# WORK REQUIRED
Select every line in the material below that contains the word "player" and copy those lines out.

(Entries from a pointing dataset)
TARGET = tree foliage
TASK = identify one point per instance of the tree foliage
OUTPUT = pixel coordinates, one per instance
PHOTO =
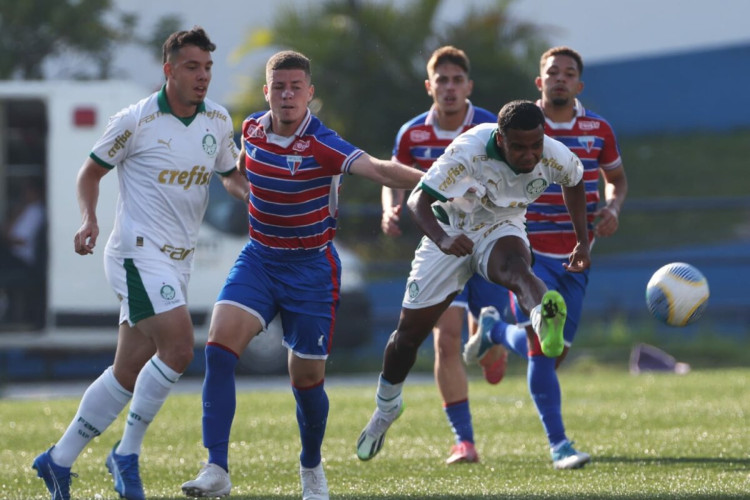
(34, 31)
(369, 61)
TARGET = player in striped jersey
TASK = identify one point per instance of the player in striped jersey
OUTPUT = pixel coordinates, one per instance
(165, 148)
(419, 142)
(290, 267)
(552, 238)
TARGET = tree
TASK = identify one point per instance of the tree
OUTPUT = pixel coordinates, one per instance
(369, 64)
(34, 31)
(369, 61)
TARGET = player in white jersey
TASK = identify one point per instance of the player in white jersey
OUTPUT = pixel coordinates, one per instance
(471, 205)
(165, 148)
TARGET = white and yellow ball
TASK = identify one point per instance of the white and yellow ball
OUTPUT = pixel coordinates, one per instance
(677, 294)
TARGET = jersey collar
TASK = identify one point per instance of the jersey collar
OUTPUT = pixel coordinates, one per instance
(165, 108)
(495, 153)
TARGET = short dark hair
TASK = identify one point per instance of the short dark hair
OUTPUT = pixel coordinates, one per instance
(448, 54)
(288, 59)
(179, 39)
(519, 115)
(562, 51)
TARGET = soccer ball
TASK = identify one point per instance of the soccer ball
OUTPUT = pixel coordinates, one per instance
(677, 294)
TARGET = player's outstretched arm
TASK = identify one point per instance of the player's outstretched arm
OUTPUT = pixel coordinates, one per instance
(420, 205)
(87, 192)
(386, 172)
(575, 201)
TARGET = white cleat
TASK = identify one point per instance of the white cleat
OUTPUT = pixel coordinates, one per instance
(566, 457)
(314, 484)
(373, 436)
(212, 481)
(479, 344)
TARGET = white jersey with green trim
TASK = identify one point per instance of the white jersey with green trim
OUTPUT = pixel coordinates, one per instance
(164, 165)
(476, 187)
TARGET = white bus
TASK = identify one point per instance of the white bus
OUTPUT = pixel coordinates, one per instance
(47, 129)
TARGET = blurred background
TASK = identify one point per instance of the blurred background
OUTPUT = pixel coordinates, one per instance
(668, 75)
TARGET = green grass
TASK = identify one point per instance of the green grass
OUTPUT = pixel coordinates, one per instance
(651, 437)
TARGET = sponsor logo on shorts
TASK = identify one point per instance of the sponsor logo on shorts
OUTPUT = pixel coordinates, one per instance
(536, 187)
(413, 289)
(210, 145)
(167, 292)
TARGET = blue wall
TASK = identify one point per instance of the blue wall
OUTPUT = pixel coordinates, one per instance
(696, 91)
--
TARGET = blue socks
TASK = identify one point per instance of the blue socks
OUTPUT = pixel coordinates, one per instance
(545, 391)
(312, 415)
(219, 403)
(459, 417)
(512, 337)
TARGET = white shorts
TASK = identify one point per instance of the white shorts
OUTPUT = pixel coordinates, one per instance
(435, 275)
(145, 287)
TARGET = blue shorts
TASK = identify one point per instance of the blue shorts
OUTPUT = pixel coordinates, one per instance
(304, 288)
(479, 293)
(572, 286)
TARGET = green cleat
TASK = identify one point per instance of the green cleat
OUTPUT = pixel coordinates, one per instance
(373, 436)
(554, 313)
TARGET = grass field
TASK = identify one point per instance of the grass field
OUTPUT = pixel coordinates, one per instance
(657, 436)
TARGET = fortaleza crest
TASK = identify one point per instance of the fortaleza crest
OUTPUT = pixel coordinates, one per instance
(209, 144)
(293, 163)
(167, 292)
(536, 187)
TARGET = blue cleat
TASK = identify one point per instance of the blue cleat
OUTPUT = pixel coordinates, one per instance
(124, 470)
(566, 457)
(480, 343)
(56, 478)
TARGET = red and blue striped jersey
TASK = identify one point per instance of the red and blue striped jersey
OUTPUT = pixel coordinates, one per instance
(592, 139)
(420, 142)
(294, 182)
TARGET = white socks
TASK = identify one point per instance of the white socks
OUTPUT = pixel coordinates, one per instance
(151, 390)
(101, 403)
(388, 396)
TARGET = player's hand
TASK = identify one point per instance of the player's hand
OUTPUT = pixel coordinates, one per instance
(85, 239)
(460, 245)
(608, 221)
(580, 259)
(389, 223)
...
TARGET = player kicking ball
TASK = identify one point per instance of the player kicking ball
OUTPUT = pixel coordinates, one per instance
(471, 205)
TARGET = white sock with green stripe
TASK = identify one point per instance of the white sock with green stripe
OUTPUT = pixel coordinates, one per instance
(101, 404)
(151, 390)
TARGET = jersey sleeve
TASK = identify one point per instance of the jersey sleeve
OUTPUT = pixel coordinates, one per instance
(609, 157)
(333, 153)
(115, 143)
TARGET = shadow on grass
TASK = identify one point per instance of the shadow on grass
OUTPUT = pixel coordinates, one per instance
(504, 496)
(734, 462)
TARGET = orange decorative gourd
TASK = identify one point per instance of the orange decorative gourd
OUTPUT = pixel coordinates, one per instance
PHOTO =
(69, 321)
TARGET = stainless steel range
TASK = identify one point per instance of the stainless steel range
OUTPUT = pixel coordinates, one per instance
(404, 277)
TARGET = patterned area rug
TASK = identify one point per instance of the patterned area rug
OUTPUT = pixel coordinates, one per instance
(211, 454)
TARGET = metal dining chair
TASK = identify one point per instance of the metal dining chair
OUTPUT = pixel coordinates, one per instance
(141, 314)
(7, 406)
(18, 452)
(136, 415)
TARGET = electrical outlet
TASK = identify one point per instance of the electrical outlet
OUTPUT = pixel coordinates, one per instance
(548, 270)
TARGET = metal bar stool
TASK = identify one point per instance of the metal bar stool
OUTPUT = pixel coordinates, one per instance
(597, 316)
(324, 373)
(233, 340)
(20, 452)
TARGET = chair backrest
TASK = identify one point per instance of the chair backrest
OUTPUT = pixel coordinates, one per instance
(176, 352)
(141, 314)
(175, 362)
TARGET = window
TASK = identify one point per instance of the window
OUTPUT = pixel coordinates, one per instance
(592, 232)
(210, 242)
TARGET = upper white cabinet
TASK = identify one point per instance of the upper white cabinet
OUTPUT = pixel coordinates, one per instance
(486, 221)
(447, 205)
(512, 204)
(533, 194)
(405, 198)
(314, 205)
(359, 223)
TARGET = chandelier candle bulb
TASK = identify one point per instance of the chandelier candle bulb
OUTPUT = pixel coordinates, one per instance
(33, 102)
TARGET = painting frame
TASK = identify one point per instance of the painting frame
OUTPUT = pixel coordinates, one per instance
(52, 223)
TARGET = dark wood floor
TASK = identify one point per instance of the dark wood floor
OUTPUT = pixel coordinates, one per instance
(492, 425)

# OUTPUT BELOW
TARGET = player in striped jersey
TASK = identify one point per instance of the player in striped jersey
TARGET = player in white jersey
TASK = identify one point per instance of the player in white jersey
TARGET = player's outstretched arm
TASK = identify one point per instance of the player's outstretched arm
TARGET = player's hand
TASK = identify one point per instance of the player's hand
TARGET = player kicking ball
TASK = identify one point per instance of the player kicking ball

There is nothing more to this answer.